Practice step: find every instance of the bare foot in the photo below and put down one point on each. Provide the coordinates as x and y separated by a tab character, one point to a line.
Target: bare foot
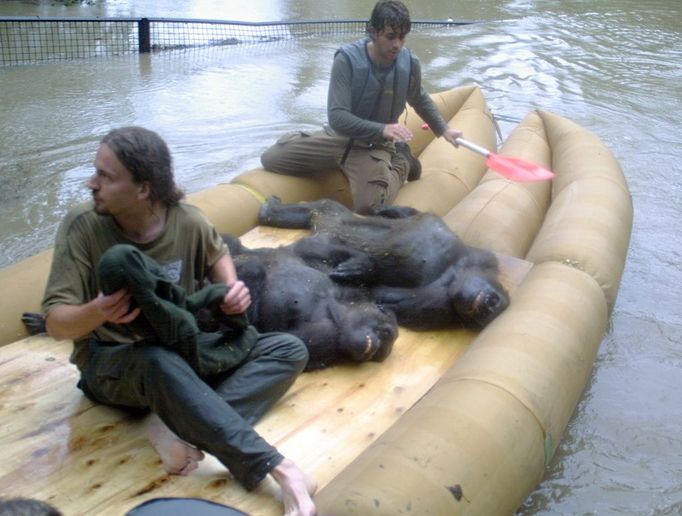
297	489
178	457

---

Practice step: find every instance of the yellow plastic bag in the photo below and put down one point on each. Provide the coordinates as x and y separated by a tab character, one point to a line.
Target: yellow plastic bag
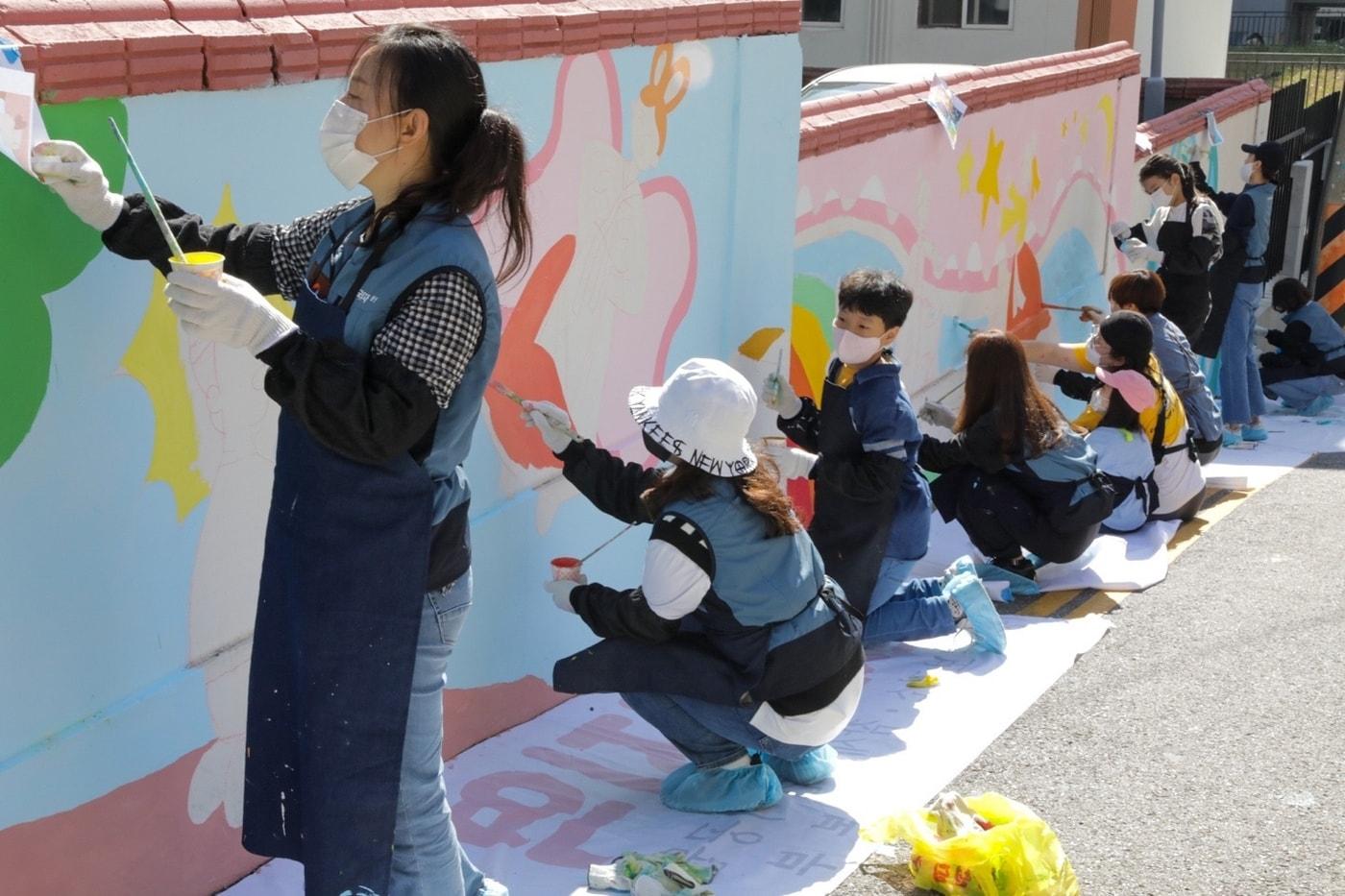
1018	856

WORK INSTRUCTION >>
Present each line from the listing that holds the string "below".

SOLUTION FOR THIS EXERCISE >>
Practice step: find every instance of the bare foot in the photo below and put down one point on each. Provide the coordinates as x and y separated by a tab character, one point to a line.
Practice step: find every instance of the yellow plastic bag in the photo below and put down one point on each. Provide the coordinates as x and y separated by a tab character, one point to a line.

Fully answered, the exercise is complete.